CONSEGNA 1
Restituisca come elenco JSON di stringhe, una per riga e omettendo le righe vuote, la parte delle voci riportate più sotto che si apre con la riga contenente "</instance>" e si chiude con la fine delle voci, estremi inclusi.

«L’anima mia magnifica il Signore e il mio spirito esulta in Dio, mio salvatore, perché ha guardato la piccolezza della sua serva». Lc 1,46-48
L’Assunzione di Maria al cielo in anima e corpo è l’icona del nostro futuro, anticipazione di un comune destino: annuncia che l’anima è santa, ma che il Creatore non spreca le sue meraviglie: anche il corpo è santo e avrà, trasfigurato, lo stesso destino dell’anima. Perché l’uomo è uno.
I dogmi che riguardano Maria, ben più che un privilegio esclusivo, sono indicazioni esistenziali valide per ogni uomo e ogni donna. Lo indica benissimo la lettura dell’Apocalisse: vidi una donna vestita di sole, che stava per partorire, e un drago.
Il segno della donna nel cielo evoca santa Maria, ma anche l’intera umanità, la Chiesa di Dio, ciascuno di noi, anche me, piccolo cuore ancora vestito d’ombre, ma affamato di sole. Contiene la nostra comune vocazione: assorbire luce, farsene custodi (vestita di sole), essere nella vita datori di vita (stava per partorire): vestiti di sole, portatori di vita, capaci di lottare contro il male (il drago rosso). Indossare la luce, trasmettere vita, non cedere al grande male.

CONSEGNA 2
Stampi dal brano fornito la parte che si apre con le parole contenenti "Il segno della" e si chiude con "al grande male.", estremi inclusi.

DATI DISPONIBILI
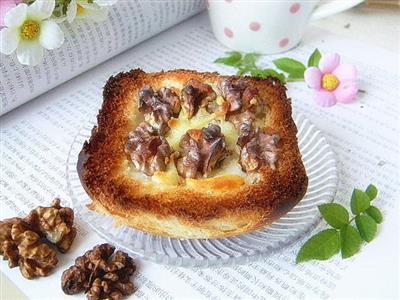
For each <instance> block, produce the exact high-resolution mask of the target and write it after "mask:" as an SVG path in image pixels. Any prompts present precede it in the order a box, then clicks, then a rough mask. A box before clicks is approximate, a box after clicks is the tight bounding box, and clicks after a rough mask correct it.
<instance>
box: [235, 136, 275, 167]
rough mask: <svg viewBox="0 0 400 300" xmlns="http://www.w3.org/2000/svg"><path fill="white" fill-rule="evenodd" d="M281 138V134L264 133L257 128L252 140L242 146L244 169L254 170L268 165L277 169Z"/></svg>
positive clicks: (241, 156)
mask: <svg viewBox="0 0 400 300" xmlns="http://www.w3.org/2000/svg"><path fill="white" fill-rule="evenodd" d="M279 140H280V137H279V135H277V134H267V133H263V132H261V131H260V129H259V128H257V130H256V131H255V132H254V134H253V135H252V137H251V138H250V140H249V141H248V142H247V143H246V144H245V145H244V146H243V148H241V151H240V161H239V162H240V165H241V166H242V169H243V170H244V171H246V172H252V171H256V170H258V169H259V168H261V167H263V166H266V165H267V166H269V167H271V168H272V169H275V163H276V161H277V160H278V153H277V145H278V143H279Z"/></svg>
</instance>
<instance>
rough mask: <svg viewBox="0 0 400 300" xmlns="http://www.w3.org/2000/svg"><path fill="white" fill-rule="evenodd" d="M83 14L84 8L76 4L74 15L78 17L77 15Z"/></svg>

RISULTATO DELL'ESERCIZIO 1
[
  "</instance>",
  "<instance>",
  "rough mask: <svg viewBox=\"0 0 400 300\" xmlns=\"http://www.w3.org/2000/svg\"><path fill=\"white\" fill-rule=\"evenodd\" d=\"M83 14L84 8L76 4L74 15L78 17L77 15Z\"/></svg>"
]

RISULTATO DELL'ESERCIZIO 2
Il segno della donna nel cielo evoca santa Maria, ma anche l’intera umanità, la Chiesa di Dio, ciascuno di noi, anche me, piccolo cuore ancora vestito d’ombre, ma affamato di sole. Contiene la nostra comune vocazione: assorbire luce, farsene custodi (vestita di sole), essere nella vita datori di vita (stava per partorire): vestiti di sole, portatori di vita, capaci di lottare contro il male (il drago rosso). Indossare la luce, trasmettere vita, non cedere al grande male.